**Extracted text**.

1889 Scottish Cup Final
|Event||1888–89 Scottish Cup|
|Date||2 February 1889|
|Venue||Hampden Park, Crosshill|
|Date||9 February 1889|
|Venue||Hampden Park, Crosshill|
The 1889 Scottish Cup Final, colloquially known as the Snow final, was a football match played on 2 February 1889 at Hampden Park in Crosshill (today part of Glasgow) and was the final of the 16th staging of the Scottish Cup. Celtic and Third Lanark contested the match.
Third Lanark won the match 3–0. Due to the poor conditions and the unplayable nature of the pitch through snow, the match was ordered to be replayed the following week on 9 February 1889, where Third Lanark won again with a 2–1 victory.
The match was Third Lanark's first Scottish Cup and in Celtic's inaugural season it was their first appearance in the Scottish Cup final.
Road to the final
Third Lanark had a bye in the first round and did not enter the competition until round two. Both teams had to replay games en route to the final.

**Task goal**. Reproduce the text on the 1889 Scottish Cup Final above in full, word for word.

**Supplied entries**.
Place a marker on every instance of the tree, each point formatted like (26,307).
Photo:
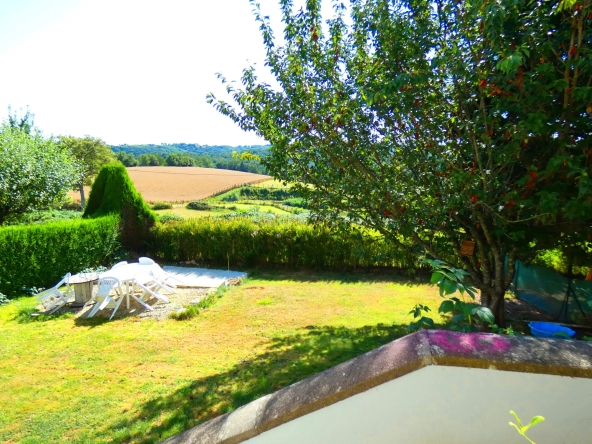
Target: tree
(34,172)
(176,159)
(127,159)
(434,123)
(151,160)
(24,122)
(91,154)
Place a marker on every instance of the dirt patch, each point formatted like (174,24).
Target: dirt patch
(184,184)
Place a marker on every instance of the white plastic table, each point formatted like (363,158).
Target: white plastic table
(129,275)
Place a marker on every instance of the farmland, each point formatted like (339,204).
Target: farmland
(184,184)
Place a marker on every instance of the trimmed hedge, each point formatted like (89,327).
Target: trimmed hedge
(39,255)
(113,192)
(244,242)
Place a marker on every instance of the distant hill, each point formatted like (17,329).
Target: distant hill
(207,156)
(165,149)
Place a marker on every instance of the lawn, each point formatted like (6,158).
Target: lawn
(86,381)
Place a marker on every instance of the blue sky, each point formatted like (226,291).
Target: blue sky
(127,71)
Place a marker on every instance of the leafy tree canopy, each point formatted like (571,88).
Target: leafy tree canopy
(439,121)
(34,172)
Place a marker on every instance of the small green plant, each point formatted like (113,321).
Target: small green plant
(26,315)
(162,206)
(522,429)
(186,313)
(198,205)
(421,321)
(465,315)
(231,197)
(194,309)
(166,218)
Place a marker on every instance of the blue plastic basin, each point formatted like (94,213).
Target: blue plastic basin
(548,330)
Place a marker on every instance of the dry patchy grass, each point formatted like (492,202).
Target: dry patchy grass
(184,184)
(90,381)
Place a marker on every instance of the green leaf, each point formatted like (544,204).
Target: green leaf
(484,313)
(447,286)
(536,420)
(446,307)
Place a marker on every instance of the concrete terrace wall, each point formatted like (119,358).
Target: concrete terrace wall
(432,386)
(449,405)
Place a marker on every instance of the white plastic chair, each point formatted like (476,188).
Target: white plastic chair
(103,296)
(161,277)
(53,298)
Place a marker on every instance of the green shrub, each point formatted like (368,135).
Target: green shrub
(39,255)
(295,202)
(199,206)
(187,313)
(42,216)
(272,241)
(162,206)
(113,193)
(230,197)
(556,260)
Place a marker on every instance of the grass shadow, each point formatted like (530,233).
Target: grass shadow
(285,361)
(421,277)
(32,314)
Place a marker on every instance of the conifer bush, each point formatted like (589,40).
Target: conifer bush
(113,192)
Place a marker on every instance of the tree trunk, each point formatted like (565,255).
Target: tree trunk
(82,200)
(494,299)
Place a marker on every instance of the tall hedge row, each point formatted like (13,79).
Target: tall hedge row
(39,255)
(244,242)
(259,193)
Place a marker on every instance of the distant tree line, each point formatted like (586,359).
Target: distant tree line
(190,155)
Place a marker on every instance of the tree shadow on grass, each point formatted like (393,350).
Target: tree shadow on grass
(421,277)
(287,360)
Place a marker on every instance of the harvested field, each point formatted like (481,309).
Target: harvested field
(184,184)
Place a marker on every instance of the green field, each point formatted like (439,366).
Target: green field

**In response**.
1889 Scottish Cup Final
|Event||1888–89 Scottish Cup|
|Date||2 February 1889|
|Venue||Hampden Park, Crosshill|
|Date||9 February 1889|
|Venue||Hampden Park, Crosshill|
The 1889 Scottish Cup Final, colloquially known as the Snow final, was a football match played on 2 February 1889 at Hampden Park in Crosshill (today part of Glasgow) and was the final of the 16th staging of the Scottish Cup. Celtic and Third Lanark contested the match.
Third Lanark won the match 3–0. Due to the poor conditions and the unplayable nature of the pitch through snow, the match was ordered to be replayed the following week on 9 February 1889, where Third Lanark won again with a 2–1 victory.
The match was Third Lanark's first Scottish Cup and in Celtic's inaugural season it was their first appearance in the Scottish Cup final.
Road to the final
Third Lanark had a bye in the first round and did not enter the competition until round two. Both teams had to replay games en route to the final.